■ Texto citado
---*---
Na imagem acima vemos uma pintura do vienense Gustav Klimt, “O hino à alegria”. Era uma vez uma cidade vibrante como nenhuma outra, onde se podia ir ao café para pôr a conversa em dia, e tanto se falava do orgasmo feminino como de fissão nuclear, e tanto se trocavam umas ideias sobre psicanálise como acerca de arte e arquitetura moderna. Essa cidade era Viena entre finais do século XIX e inícios do XX. Hoje a cidade é apenas a pacata capital da Áustria, mas houve um tempo em que foi o centro do mundo.
O que distinguia a Viena desse tempo de outras grandes capitais europeias, era o facto de a sua população ser em grande parte constituída por imigrantes originários das mais remotas partes do Império Austro-Húngaro. Pelas suas ruas havia húngaros, checos, eslovacos, sérvios, croatas, eslovénios e também judeus.
Em termos numéricos calcula-se que nessa época vivessem em Viena 400 000 checos, 140 000 húngaros, 100 000 ucranianos e 175 000 judeus vindos dos mais diversos países, mas sobretudo da Rússia.
Como se sabe, as culturas nutrem-se umas das outras, e quanto mais se misturam, mais crescem e se desenvolvem. Foi isso o que sucedeu em Viena entre finais do século XIX e inícios do XX, as ideias floresceram como nunca antes, e de repente escritores, políticos, artistas, cientistas e filósofos inventaram o mundo moderno, aquele em que ainda hoje habitamos.
---*---
Um bloco de dados
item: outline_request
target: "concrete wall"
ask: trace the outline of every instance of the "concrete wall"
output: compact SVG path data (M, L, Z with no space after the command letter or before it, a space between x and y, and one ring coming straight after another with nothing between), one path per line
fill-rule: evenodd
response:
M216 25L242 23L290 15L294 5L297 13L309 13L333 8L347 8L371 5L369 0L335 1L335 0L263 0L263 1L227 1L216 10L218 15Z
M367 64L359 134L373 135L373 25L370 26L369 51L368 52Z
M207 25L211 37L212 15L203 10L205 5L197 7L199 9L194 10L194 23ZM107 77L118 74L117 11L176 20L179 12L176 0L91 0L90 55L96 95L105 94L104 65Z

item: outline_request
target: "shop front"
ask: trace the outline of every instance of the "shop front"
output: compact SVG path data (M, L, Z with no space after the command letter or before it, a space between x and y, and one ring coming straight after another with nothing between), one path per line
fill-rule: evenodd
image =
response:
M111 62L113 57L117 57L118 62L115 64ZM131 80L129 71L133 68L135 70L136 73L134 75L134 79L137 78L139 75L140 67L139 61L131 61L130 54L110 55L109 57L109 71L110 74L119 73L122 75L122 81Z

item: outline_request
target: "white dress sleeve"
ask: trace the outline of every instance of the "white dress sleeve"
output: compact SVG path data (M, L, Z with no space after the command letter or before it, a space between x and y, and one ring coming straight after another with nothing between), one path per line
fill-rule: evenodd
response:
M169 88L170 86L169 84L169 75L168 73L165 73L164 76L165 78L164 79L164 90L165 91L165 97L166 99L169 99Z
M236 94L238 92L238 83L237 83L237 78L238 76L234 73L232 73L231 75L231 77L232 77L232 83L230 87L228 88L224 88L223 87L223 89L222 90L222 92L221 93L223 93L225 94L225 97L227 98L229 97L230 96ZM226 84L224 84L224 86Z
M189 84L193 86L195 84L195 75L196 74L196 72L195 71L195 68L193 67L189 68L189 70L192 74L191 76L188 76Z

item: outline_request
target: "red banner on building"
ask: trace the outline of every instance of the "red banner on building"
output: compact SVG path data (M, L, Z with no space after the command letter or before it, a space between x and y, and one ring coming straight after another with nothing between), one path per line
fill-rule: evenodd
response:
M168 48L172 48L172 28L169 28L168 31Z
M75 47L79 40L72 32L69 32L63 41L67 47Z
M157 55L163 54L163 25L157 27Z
---*---
■ Exercício proposto 1
Pode devolver, sem qualquer alteração, o trecho do texto sobre Viena que abre com as palavras que contêm “O que distinguia” e fecha com “ainda hoje habitamos.”?
■ Exercício proposto 2
Como continuaria o texto sobre Viena a partir do ponto em que termina?
Os registos não fazem falta para este exercício.

■ Resposta ao exercício 1
O que distinguia a Viena desse tempo de outras grandes capitais europeias, era o facto de a sua população ser em grande parte constituída por imigrantes originários das mais remotas partes do Império Austro-Húngaro. Pelas suas ruas havia húngaros, checos, eslovacos, sérvios, croatas, eslovénios e também judeus.
Em termos numéricos calcula-se que nessa época vivessem em Viena 400 000 checos, 140 000 húngaros, 100 000 ucranianos e 175 000 judeus vindos dos mais diversos países, mas sobretudo da Rússia.
Como se sabe, as culturas nutrem-se umas das outras, e quanto mais se misturam, mais crescem e se desenvolvem. Foi isso o que sucedeu em Viena entre finais do século XIX e inícios do XX, as ideias floresceram como nunca antes, e de repente escritores, políticos, artistas, cientistas e filósofos inventaram o mundo moderno, aquele em que ainda hoje habitamos.

■ Resposta ao exercício 2
Ponhamos como primeiro exemplo, a história de uma vienense nascida em 1914, que foi baptizada como Hedwig Eva Maria Kiesler, mas cujo nome pela qual ficou conhecida é o de Hedy Lamarr. Foi uma imensa estrela de Hollywood e durante as décadas de 40 e 50 era considerada a mulher mais bonita do mundo, tendo servido de modelo para a Branca de Neve da Disney.
A Branca de Neve de Walt Disney é a perfeita encarnação de uma jovem cândida, sonhadora e inocente, contudo, Hedy Lamarr não era nada disso, pois tinha nascido e crescido em Viena.
Quando tinha 19 anos e ainda vivia na sua cidade natal, Lamarr protagonizou o controverso drama romântico Ecstasy (1933) de Gustav Machatý, no qual se viu pela primeira vez um orgasmo feminino num ecrã. O filme causou tanto alarido que o então marido de Lamarr, Friedrich Mandl, tentou suprimi-lo, comprando todas as cópias existentes. Não conseguiu. Aqui fica a histórica cena:
Todavia, Hedy Lamarr foi também uma investigadora, tendo sido ela quem desenvolveu uma tecnologia, que mais tarde levaria ao desenvolvimento do GPS, do Bluetooth e dos telemóveis. Hedy Lamarr protagonizou o primeiro orgasmo feminino do cinema e é considerada a mãe do Wi-Fi, como muitos outros vienenses inventou o mundo moderno, o nosso em que atualmente vivemos.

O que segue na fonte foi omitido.